* Text segment *
The National District Attorneys Association (NDAA) was formed in 1950 in response to crime and the need for community protection. NDAA is dedicated to enhancing the professional knowledge and skills of prosecutors and improving prosecutorial and criminal justice practices. NDAA influences public policy by advocating prosecutorial views with those within the White House, U.S. Congress, the Department of Justice and other Federal agencies. NDAA is the voice of America’s prosecutors. It also sponsors conferences that highlight legal issues and specialized trainings in areas such as anti-terrorism, community prosecution, DNA technology, ethics, juvenile justice and capital litigation, along with trainings that focus on the prosecution of those involved in acts of violent crime, child abuse, violence against women, and elder abuse. NDAA has approximately 6,700 members who represent about 30,000 prosecutors. State and local prosecutors are responsible for handling 95% of all criminal cases in the U.S.
  To Be the Voice of America’s Prosecutors and to Support Their Efforts to Protect the Rights and Safety of the People

About Joshua K. Marquis

Josh Marquis has been District Attorney of Clatsop County (Astoria) Oregon, since 1994 – winning reelection in 1998, 2002 and 2006. He is a former president of the Oregon District Attorney's Association and has served on the Board of Directors of the National District Attorneys Association (NDAA) since 1997. He is currently a Vice President of the NDAA.

A graduate of the University of Oregon's Honors College and Law School, he has worked as a newspaper reporter in Los Angeles, speechwriter to California's Attorney General, and in his 18 months as a criminal defense lawyer represented three defendants in capital murder cases.

* Exercise instructions *
1) List the areas the NDAA passage names for the specialized trainings that NDAA sponsors.
2) According to the NDAA passage, how many members does NDAA have, and how many prosecutors do they represent?
3) Pick up the NDAA passage after its final sentence and keep writing it.
The records have no connection to the NDAA passage.

* Material supplied *
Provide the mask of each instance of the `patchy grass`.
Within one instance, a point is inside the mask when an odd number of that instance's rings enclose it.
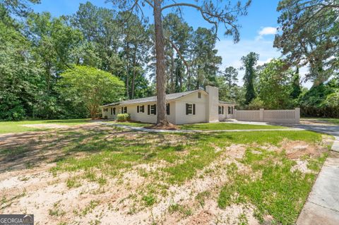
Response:
[[[254,152],[255,150],[255,152]],[[258,153],[259,152],[259,153]],[[312,165],[322,164],[326,154]],[[264,216],[273,217],[272,224],[293,224],[307,198],[315,174],[304,174],[292,170],[295,162],[286,157],[285,152],[249,148],[240,161],[253,170],[251,176],[238,171],[235,164],[229,166],[230,182],[222,188],[218,200],[220,208],[233,203],[251,203],[256,207],[256,217],[263,223]],[[319,172],[320,166],[312,166]]]
[[[21,136],[11,141],[16,143]],[[0,147],[0,162],[4,163],[22,162],[37,152],[55,158],[44,159],[38,155],[35,158],[37,165],[56,163],[47,166],[47,172],[39,179],[42,183],[49,179],[41,188],[25,183],[25,178],[16,181],[20,183],[13,190],[25,186],[30,188],[27,197],[11,200],[7,194],[0,195],[1,207],[7,210],[4,212],[16,209],[11,202],[31,197],[23,200],[28,202],[28,209],[35,212],[43,208],[58,222],[74,217],[79,224],[105,224],[107,217],[117,224],[122,219],[117,215],[121,213],[136,224],[175,224],[186,219],[189,224],[204,219],[210,219],[210,223],[251,224],[250,211],[239,207],[243,205],[253,209],[251,218],[259,222],[268,217],[273,218],[273,224],[292,224],[327,156],[321,154],[326,148],[315,150],[298,159],[307,163],[307,168],[303,164],[305,170],[295,168],[297,160],[289,157],[288,152],[299,149],[286,143],[302,141],[307,146],[321,141],[321,134],[306,130],[206,135],[150,133],[96,126],[42,136],[13,151]],[[16,155],[20,157],[12,158]],[[32,168],[35,166],[33,164]],[[29,178],[28,171],[25,176]],[[35,168],[32,173],[32,177],[38,176]],[[56,188],[59,183],[62,185]],[[49,191],[45,196],[55,200],[48,205],[35,202],[32,196],[37,190],[39,195],[42,190]],[[233,217],[230,221],[226,212]]]
[[[30,128],[21,125],[27,124],[58,124],[66,126],[76,126],[88,123],[90,121],[89,118],[75,118],[75,119],[60,119],[60,120],[32,120],[21,121],[0,121],[0,134],[8,133],[20,133],[26,131],[37,131],[47,129],[37,128]]]
[[[179,126],[182,130],[246,130],[246,129],[283,129],[280,126],[242,124],[232,123],[205,123],[185,124]]]
[[[141,122],[133,122],[133,121],[118,122],[117,121],[105,121],[105,122],[106,123],[115,123],[115,124],[120,124],[120,125],[129,126],[136,126],[136,127],[144,127],[144,126],[153,125],[153,123],[141,123]]]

* Expected responses *
1) anti-terrorism, community prosecution, DNA technology, ethics, juvenile justice, capital litigation

2) About 6,700 members, representing about 30,000 prosecutors.

3)
Josh is an active Democrat, serving as a delegate to the 1996 Democratic National Convention. He serves on numerous local committees and was appointed by Oregon's Governor and confirmed by the State Senate as a member of the Oregon Criminal Justice Commission. He serves on the Board of Directors of the Animal Legal Defense Fund and the University of Oregon Law School Alumni Association.

He is a frequent guest on national radio and television programs discussing the criminal justice system and is in great demand as a speaker on the nature of the relationship between popular culture, the media and the law. He has been invited to speak at venues from the United States Senate, to the European Parliament, to the Mexican Reviera, to Evansville, Indiana and many other cities. A more detailed profile appears on the NDAA website.

Please visit Mr. Marquis’s blog at: http://joshmarquis.blogspot.com.

No, "It's Not Just a Dog" -- Animal Abuse and Beyond

NO, “IT’S NOT JUST A DOG!” . . .

ANIMAL CRUELTY AND BEYOND

By Joshua Marquis, District Attorney, Clatsop County, OR,

Vice President of NDAA’s Board of Directors and

Vice Chair – Animal Legal Defense Fund

 

Albert Schweitzer said, “Anyone who has accustomed himself to regard the life of any living creature as worthless is in danger of arriving also at the idea of worthless human lives.”

There is a well established and recognized link between animal cruelty and serial killers, violent criminals, young killers, domestic violence including spouse/partner, child and elder abuse. 

For example prior to the students involvement in school shootings between 1997 and 2001, such as: Littleton (Columbine), CO; Jonesboro, AK; Springfield, OR etc., all of the boys had performed acts of animal cruelty.  These acts included shooting dogs, setting cats on fire, blowing up cows and killing other small animals.  Serial killers such as Albert DeSalvo, the Boston Strangler who killed 13 women; Ted Bundy who killed at least 30 women; Jeffrey Dahmer who killed and cannibalized at least 17 people; and Dennis Rader, the BTK killer in Wichita, KS who killed at least 10 people, all tortured and killed animals prior to killing people.

There is also an alarming association between people who torture, abuse and kill animals and also torture, abuse and kill their spouses and/or partners, children and the elderly.  The abusers seek to control the animals they abuse and likewise want to control the people that they abuse.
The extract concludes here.